§ **Selected extract**
All standard antiSMASH options (e.g. `--cpus`, `--genefinding-tool`, `--cb-knownclusters`, `--minimal`) work as usual. Run `metasmash --help` for the full list, or see the [upstream documentation](https://docs.antismash.secondarymetabolites.org/).

### Parallelism and memory tuning

`--cpus` and `--workers` together control the trade-off between throughput and memory usage:

- **`--cpus N`** (default: all cores) — total CPU budget for the run.
- **`--workers W`** (default: same as `--cpus`) — number of parallel worker processes. Each worker gets `cpus / workers` threads for internal tools (hmmsearch, diamond, blastp, etc.).

§ **Saved entries**
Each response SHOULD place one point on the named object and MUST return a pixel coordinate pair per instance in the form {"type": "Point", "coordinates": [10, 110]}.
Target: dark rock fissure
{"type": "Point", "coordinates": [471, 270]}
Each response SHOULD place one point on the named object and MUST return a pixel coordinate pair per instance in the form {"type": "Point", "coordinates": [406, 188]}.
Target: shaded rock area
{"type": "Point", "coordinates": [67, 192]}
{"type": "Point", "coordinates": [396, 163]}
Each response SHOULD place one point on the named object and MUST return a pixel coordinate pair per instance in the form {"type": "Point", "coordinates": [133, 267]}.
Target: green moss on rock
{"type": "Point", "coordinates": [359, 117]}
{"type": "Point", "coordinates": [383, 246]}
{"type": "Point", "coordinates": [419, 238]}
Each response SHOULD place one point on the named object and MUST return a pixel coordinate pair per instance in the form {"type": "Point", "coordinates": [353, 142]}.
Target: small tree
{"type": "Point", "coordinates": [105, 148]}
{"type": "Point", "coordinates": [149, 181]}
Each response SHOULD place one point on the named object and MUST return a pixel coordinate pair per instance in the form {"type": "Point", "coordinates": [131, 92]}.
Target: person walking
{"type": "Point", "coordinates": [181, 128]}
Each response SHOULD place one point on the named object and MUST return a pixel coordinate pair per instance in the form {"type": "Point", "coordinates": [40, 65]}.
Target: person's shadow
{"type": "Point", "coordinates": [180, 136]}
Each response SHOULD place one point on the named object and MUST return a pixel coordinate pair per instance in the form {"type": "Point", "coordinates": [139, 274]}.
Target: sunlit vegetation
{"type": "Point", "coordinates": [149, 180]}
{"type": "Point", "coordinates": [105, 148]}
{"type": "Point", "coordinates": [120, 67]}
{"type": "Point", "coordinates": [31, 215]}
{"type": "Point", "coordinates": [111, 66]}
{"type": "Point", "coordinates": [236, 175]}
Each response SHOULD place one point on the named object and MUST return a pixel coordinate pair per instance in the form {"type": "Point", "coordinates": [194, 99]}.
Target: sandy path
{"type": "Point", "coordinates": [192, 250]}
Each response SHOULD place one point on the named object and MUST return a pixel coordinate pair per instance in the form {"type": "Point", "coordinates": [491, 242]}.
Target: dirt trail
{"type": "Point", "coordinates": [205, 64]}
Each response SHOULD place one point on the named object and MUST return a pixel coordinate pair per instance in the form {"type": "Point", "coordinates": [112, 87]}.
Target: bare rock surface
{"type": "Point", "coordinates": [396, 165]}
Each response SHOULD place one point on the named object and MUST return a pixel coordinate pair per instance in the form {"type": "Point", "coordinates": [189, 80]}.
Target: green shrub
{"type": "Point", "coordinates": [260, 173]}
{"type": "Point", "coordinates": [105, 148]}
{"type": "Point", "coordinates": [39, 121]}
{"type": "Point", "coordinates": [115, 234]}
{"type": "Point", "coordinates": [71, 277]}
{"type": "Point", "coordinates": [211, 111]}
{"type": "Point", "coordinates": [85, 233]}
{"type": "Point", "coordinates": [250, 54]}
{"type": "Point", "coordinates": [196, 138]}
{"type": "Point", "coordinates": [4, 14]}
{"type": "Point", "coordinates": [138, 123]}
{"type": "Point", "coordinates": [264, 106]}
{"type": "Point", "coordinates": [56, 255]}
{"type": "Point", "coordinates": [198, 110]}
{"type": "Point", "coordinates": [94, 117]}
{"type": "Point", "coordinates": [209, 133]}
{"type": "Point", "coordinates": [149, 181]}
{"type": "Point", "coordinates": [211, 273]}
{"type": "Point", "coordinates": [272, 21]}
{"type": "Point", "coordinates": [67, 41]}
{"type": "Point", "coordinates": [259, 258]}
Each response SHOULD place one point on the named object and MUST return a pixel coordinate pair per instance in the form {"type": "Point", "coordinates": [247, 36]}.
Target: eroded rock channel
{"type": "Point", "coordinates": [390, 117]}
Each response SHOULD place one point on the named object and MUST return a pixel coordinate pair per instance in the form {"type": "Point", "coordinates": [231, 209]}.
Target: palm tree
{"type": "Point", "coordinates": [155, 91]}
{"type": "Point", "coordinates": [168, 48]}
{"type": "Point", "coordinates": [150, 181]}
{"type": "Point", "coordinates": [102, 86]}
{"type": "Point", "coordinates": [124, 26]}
* * *
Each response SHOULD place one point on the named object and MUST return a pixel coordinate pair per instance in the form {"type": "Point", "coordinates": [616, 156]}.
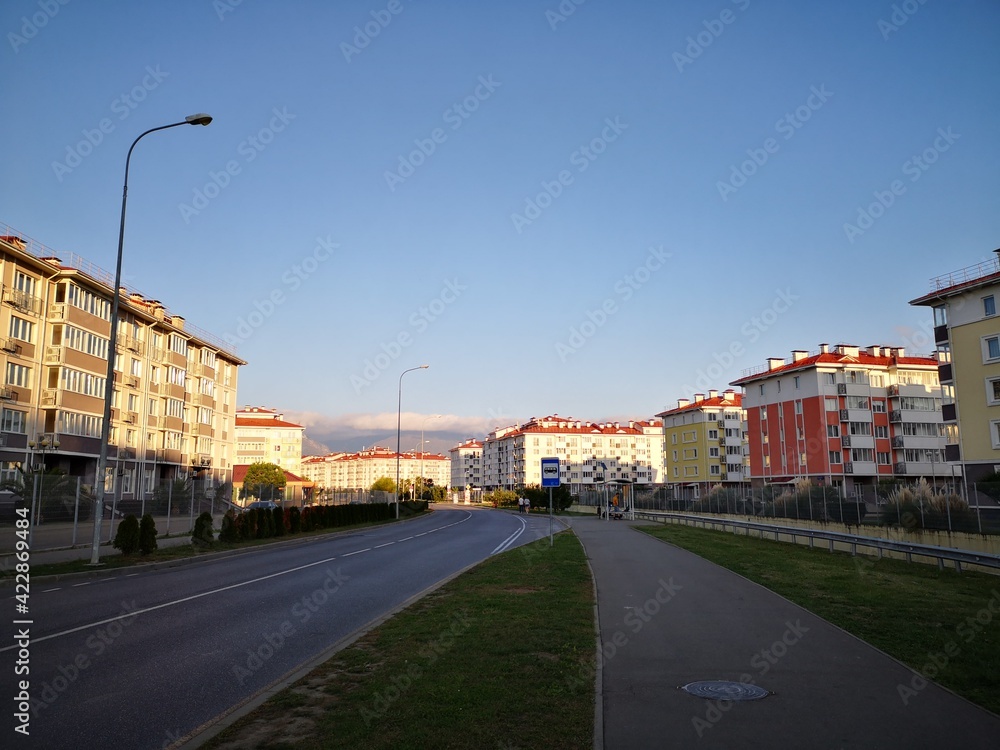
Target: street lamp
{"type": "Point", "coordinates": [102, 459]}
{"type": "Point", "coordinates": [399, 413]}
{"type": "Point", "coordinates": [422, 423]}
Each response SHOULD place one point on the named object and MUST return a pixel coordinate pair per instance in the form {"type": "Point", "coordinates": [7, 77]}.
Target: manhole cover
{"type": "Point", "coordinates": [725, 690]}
...
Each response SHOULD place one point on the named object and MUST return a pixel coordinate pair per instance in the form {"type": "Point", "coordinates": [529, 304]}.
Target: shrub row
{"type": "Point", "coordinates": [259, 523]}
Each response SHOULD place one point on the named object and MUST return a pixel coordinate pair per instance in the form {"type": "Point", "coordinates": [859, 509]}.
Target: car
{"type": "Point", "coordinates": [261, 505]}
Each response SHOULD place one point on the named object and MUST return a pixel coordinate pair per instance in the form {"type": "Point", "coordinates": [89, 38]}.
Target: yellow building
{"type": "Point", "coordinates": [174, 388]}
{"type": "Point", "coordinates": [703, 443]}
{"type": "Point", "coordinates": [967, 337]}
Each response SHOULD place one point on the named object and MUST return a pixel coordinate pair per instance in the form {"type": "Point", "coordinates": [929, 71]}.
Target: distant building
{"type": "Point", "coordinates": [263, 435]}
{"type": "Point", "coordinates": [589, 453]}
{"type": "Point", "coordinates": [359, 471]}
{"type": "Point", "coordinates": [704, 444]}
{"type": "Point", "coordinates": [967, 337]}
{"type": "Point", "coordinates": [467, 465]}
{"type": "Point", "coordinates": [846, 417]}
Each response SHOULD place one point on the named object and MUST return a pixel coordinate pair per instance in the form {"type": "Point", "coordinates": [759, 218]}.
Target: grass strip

§ **Requirement 1**
For each statement, say yes or no according to the metasmash documentation excerpt, and quote the words that decide it: (a) The `--cpus` option defaults to all cores. (b) The `--workers` option sets the total CPU budget for the run. (c) Standard antiSMASH options such as `--minimal` cannot be used with metasmash.
§ **Requirement 2**
Reproduce the stretch of the metasmash documentation excerpt from "### Parallelism and" through "diamond, blastp, etc.)." word for word.
§ **Requirement 3**
Write the next part of the metasmash documentation excerpt, picking up right after its final sentence.
The saved entries are separate material and are not part of the metasmash documentation excerpt.

§ **Answer box 1**
(a) Yes: "default: all cores"
(b) No: "number of parallel worker processes"
(c) No: "work as usual"

§ **Answer box 2**
### Parallelism and memory tuning

`--cpus` and `--workers` together control the trade-off between throughput and memory usage:

- **`--cpus N`** (default: all cores) — total CPU budget for the run.
- **`--workers W`** (default: same as `--cpus`) — number of parallel worker processes. Each worker gets `cpus / workers` threads for internal tools (hmmsearch, diamond, blastp, etc.).

§ **Answer box 3**
In streaming mode, the two phases use workers differently:

| Phase | Workers | Threads per worker | Purpose |
|-------|---------|-------------------|---------|
| Phase 1 (detection) | `cpus` | 1 | Many lightweight workers scanning records in parallel |
| Phase 2 (analysis) | `workers` | `cpus / workers` | Fewer workers with more threads for heavier analysis modules |

**Tuning guidance:**

- **Fewer workers = less memory.** Each worker loads one record into memory, so fewer workers means fewer records resident simultaneously. Each worker compensates with more threads for I/O-heavy tools.
- **More workers = higher throughput, higher peak memory.** More records processed in parallel, but each holds its own copy of per-record data structures.
- **Example:** `metasmash --cpus 32 --workers 8 input.fasta` runs 8 parallel records, each using 4 threads internally — a good balance for large metagenomes on a 32-core machine.
- **Default (workers = cpus):** maximises record-level parallelism with single-threaded tools. Fine for small-to-medium inputs; consider lowering `--workers` for very large metagenomes to keep memory bounded.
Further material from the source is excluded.